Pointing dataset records
>>>

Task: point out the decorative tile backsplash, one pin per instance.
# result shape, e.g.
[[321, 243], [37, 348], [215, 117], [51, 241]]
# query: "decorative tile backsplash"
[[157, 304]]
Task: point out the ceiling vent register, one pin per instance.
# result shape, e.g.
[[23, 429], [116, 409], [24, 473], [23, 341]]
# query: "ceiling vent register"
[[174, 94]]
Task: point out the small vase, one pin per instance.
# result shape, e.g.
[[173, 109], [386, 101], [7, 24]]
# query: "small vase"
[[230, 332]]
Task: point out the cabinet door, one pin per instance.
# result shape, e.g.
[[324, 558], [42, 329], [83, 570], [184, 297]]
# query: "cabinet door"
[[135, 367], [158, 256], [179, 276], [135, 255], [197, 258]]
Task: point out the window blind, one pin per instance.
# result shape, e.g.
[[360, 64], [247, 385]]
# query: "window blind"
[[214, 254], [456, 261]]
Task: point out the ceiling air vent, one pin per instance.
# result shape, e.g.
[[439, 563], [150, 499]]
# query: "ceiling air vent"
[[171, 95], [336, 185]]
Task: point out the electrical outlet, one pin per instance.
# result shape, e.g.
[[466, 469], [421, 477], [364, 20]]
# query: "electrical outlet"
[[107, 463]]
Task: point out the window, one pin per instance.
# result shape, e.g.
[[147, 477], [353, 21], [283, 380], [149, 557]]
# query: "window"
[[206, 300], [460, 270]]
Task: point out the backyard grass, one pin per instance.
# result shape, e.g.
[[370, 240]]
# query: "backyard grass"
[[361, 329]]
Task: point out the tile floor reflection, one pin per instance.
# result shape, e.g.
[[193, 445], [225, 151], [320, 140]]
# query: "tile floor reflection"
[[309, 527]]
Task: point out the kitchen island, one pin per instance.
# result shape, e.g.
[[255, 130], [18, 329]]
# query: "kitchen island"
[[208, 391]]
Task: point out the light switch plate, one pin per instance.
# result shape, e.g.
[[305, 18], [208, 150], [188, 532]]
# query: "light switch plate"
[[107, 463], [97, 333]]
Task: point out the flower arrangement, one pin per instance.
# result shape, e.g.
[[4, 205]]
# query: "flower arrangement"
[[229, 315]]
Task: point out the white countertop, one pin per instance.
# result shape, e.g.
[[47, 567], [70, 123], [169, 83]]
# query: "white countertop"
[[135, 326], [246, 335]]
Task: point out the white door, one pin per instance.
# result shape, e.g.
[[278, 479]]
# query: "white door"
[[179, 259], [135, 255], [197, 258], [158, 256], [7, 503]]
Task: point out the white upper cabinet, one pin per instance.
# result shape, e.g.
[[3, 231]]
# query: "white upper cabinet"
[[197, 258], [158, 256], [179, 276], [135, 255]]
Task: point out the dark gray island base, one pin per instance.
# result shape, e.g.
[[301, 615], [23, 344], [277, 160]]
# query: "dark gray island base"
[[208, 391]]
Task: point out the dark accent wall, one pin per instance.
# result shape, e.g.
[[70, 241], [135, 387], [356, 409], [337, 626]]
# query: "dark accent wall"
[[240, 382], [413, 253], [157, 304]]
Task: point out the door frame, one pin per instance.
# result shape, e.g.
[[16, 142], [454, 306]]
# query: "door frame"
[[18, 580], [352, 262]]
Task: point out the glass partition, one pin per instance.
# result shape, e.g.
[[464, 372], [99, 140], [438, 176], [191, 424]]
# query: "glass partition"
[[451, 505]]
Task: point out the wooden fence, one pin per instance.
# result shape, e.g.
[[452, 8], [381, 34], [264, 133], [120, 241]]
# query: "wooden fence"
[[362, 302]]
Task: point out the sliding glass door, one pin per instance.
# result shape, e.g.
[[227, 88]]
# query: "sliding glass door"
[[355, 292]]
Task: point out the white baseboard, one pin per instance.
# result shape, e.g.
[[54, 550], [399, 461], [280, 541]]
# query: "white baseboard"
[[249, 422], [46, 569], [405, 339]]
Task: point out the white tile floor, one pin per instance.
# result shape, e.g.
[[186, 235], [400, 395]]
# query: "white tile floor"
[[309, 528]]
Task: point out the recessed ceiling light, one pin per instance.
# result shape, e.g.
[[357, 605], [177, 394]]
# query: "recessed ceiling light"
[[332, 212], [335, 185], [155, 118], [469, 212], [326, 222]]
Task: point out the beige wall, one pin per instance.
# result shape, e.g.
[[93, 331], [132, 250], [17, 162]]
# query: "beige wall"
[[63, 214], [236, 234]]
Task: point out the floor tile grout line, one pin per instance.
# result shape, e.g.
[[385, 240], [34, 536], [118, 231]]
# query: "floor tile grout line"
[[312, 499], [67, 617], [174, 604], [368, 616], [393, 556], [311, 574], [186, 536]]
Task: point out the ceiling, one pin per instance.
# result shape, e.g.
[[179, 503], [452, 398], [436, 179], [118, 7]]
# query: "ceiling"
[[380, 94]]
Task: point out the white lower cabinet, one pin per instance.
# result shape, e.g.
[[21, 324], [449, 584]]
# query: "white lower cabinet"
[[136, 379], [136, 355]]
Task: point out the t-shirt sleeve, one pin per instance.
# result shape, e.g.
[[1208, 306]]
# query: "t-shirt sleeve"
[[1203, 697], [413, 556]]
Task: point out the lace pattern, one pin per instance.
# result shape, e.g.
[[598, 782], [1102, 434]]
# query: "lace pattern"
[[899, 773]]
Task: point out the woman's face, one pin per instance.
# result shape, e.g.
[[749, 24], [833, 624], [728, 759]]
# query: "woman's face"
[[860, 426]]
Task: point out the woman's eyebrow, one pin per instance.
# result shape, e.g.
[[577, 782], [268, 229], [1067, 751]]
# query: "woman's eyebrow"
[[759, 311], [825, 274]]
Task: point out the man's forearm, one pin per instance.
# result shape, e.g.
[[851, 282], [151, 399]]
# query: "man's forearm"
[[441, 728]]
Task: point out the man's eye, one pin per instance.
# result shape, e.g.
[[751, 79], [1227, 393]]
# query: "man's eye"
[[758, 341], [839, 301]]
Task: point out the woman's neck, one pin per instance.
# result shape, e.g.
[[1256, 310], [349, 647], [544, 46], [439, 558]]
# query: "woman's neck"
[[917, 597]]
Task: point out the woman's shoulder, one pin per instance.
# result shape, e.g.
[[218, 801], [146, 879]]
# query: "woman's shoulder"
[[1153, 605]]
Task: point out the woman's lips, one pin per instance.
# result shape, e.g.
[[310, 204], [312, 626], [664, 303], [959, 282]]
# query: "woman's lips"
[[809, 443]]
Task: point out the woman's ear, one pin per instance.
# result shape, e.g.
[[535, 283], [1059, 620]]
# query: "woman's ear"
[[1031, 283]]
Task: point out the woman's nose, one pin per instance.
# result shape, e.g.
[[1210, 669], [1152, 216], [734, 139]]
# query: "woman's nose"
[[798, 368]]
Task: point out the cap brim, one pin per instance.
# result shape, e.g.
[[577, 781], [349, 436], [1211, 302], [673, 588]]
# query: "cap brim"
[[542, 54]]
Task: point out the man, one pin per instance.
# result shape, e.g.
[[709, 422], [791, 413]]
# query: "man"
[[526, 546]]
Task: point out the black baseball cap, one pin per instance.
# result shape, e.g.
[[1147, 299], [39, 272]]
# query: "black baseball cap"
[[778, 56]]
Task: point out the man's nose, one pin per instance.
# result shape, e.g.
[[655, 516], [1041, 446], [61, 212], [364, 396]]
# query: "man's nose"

<<<

→ **Exercise prompt**
Duplicate every line of the listing above with no changes, from the first line to the last.

→ **Answer to this problem**
Task: point out the decorative tile backsplash, one pin per instance.
# result shape, e.g.
[[321, 243], [37, 348], [215, 117], [51, 241]]
# query: "decorative tile backsplash"
[[157, 304]]
Task: point out the ceiling vent register, one pin per instance.
# result shape, e.g.
[[23, 429], [116, 409], [24, 473], [23, 341]]
# query: "ceiling vent register"
[[174, 94]]
Task: point out the small vase, one pin per instance.
# result shape, e.g.
[[173, 109], [386, 101], [7, 24]]
# query: "small vase"
[[230, 332]]
Task: point out the cabinet door, one pin per instance.
# result shape, e.g.
[[324, 558], [42, 329], [83, 570], [184, 297]]
# query: "cabinet door"
[[135, 367], [158, 256], [179, 276], [135, 255], [197, 258]]
Task: point out the window blind, one pin per instance.
# result shape, e.g.
[[360, 64], [247, 385]]
# query: "window blind"
[[214, 254], [456, 261]]
Task: point out the ceiling air vent, one pin per instance.
# result shape, e.g.
[[439, 563], [150, 499]]
# query: "ceiling air vent"
[[171, 95], [336, 185]]
Task: point out the electrical outlet, one pin per instance.
# result shape, e.g.
[[466, 469], [421, 477], [364, 20]]
# query: "electrical outlet"
[[107, 463]]
Task: point out the window, one pin per instance.
# result shape, e.g.
[[147, 477], [353, 21], [283, 380], [149, 557]]
# query: "window"
[[206, 300], [460, 270]]
Task: point out the backyard grass, one pin per instance.
# result shape, e.g.
[[370, 240]]
# query: "backyard grass"
[[361, 329]]
Task: point out the tile floor reflection, one pin per instance.
# result shape, e.g.
[[193, 445], [225, 151], [320, 140]]
# query: "tile floor reflection"
[[309, 527]]
Task: point out the kitchen island, one pin per instance.
# result shape, e.g.
[[255, 130], [18, 329]]
# query: "kitchen island"
[[208, 391]]
Task: point out the light switch plate, one pin per instance.
# result shape, e.g.
[[305, 18], [208, 150], [188, 532]]
# query: "light switch plate"
[[107, 463], [97, 333]]
Task: point out the flower arrangement, one pin per instance.
# result shape, e.g.
[[4, 205]]
# query: "flower arrangement"
[[229, 315]]
Task: point out the white countertop, one pin per instance.
# result shape, e.g.
[[47, 567], [70, 123], [169, 83]]
# query: "white countertop"
[[135, 326], [246, 335]]
Task: point out the white door, one pin per instance.
# result shape, e.g.
[[278, 479]]
# query: "white door"
[[179, 259], [135, 255], [197, 258], [158, 256], [7, 503]]
Task: point out the white upper cabinet, one pin per instance.
# result shape, e.g.
[[3, 231]]
# query: "white upper cabinet"
[[197, 258], [158, 256], [179, 276], [135, 255]]
Task: point out the dark gray island base, one pin per instance.
# result shape, e.g.
[[301, 615], [23, 344], [277, 160]]
# query: "dark gray island base"
[[208, 391]]
Task: point out the dark accent wall, one pin per instance.
# result shape, e.g.
[[70, 241], [135, 387], [356, 409], [337, 626]]
# query: "dark accent wall"
[[240, 382], [413, 253], [157, 304]]
Task: point out the door frame, one pin per instance.
# result shape, e.g.
[[16, 142], [454, 306]]
# query: "door frame"
[[18, 580], [352, 262]]
Task: point out the glass partition, one pin per instance.
# result shape, e.g.
[[464, 372], [99, 140], [438, 176], [191, 424]]
# query: "glass partition"
[[451, 505]]
Task: point out the wooden fence, one pin per instance.
# result shape, e.g.
[[452, 8], [381, 34], [264, 133], [120, 241]]
# query: "wooden fence"
[[362, 302]]
Task: point out the sliding glass door, one pin per instance.
# result shape, e.g.
[[227, 88]]
# query: "sliding glass door"
[[355, 292]]
Task: point out the white baseboard, one pin per instance.
# result shape, e.g.
[[54, 550], [399, 461], [280, 541]]
# query: "white baseboard"
[[249, 422], [46, 569], [405, 339]]
Task: point out the white tile floor, one pin per instance.
# result shape, e.g.
[[186, 235], [400, 395]]
# query: "white tile floor"
[[309, 528]]
Task: point out the recessed ceiling light, one pin per instance.
# result shape, e.g.
[[357, 605], [177, 394]]
# query: "recessed ceiling light"
[[332, 212], [335, 185], [155, 118], [469, 212], [326, 222]]
Task: point out the beige wall, one pin per instance.
# result shape, e.g.
[[93, 331], [132, 250], [17, 162]]
# query: "beige wall"
[[63, 214], [236, 234]]
Task: point out the floor tile grout line, one pin per instance.
# result shape, e.g.
[[385, 240], [34, 536], [118, 231]]
# query: "floor tile grout line"
[[312, 499], [67, 617], [174, 604], [368, 616], [393, 556], [311, 574], [186, 536]]
Task: point out the ceiling, one pin per instance.
# result shape, e.g.
[[179, 503], [452, 398], [436, 179], [118, 7]]
# query: "ceiling"
[[380, 94]]
Task: point out the white lower cabinet, one pin per instance.
# result shape, e.g.
[[21, 324], [449, 584]]
# query: "white lower cabinet"
[[136, 379], [136, 355]]
Task: point out the t-shirt sleeve, one pin per instance.
# result shape, e.g.
[[1208, 306]]
# query: "t-shirt sleeve"
[[1203, 697], [413, 556]]
Task: point out the lace pattern, one pin per instance.
# result shape, e.g.
[[598, 782], [1102, 434]]
# query: "lace pattern"
[[899, 773]]
Task: point out the woman's face, one pin per instance.
# result shape, e.g.
[[749, 24], [833, 624], [728, 759]]
# query: "woman's face"
[[860, 426]]
Task: point out the woman's eyebrow, one pin per instance.
# result shape, e.g.
[[577, 782], [268, 229], [1067, 751]]
# query: "woman's eyebrow"
[[759, 311], [825, 274]]
Task: point out the man's forearm, one pin per instance.
# result shape, e.g.
[[851, 282], [151, 399]]
# query: "man's forearm"
[[441, 728]]
Task: point out the man's eye, one pin per instance.
# result shape, e.g.
[[751, 79], [1227, 393]]
# query: "man's eye"
[[758, 341], [839, 301]]
Task: point out the woman's neck, one pin per instance.
# result shape, e.g.
[[1256, 310], [349, 647], [544, 46], [439, 558]]
# query: "woman's neck"
[[917, 597]]
Task: point out the woman's shoulder, one pin per instance.
# result shape, e.g.
[[218, 801], [146, 879]]
# query: "woman's shoulder"
[[1153, 605]]
Task: point out the woman's lips, one pin per instance.
# result shape, e.g.
[[310, 204], [312, 626], [664, 303], [959, 282]]
# query: "woman's lips"
[[809, 443]]
Task: point out the woman's ear, one pin per instance.
# result shape, e.g.
[[535, 283], [1059, 620]]
# query: "woman's ear"
[[1031, 283]]
Task: point out the woman's nose, one pin per instance.
# result shape, e.g.
[[1210, 669], [1152, 216], [734, 139]]
# query: "woman's nose"
[[798, 368]]
Task: point out the cap brim, one pin per instance.
# result shape, e.g.
[[577, 781], [349, 436], [1211, 302], [673, 588]]
# query: "cap brim"
[[542, 54]]
Task: point out the man, one pin per instance.
# result shape, e.g.
[[709, 422], [791, 413]]
# query: "man"
[[526, 546]]
Task: point out the black baseball cap, one pin per instance.
# result shape, e.g.
[[1147, 299], [39, 272]]
# query: "black baseball cap"
[[778, 56]]
Task: point out the man's nose, one pin per instance.
# result shape, e.g.
[[655, 516], [1041, 446], [61, 212], [364, 396]]
# query: "man's nose"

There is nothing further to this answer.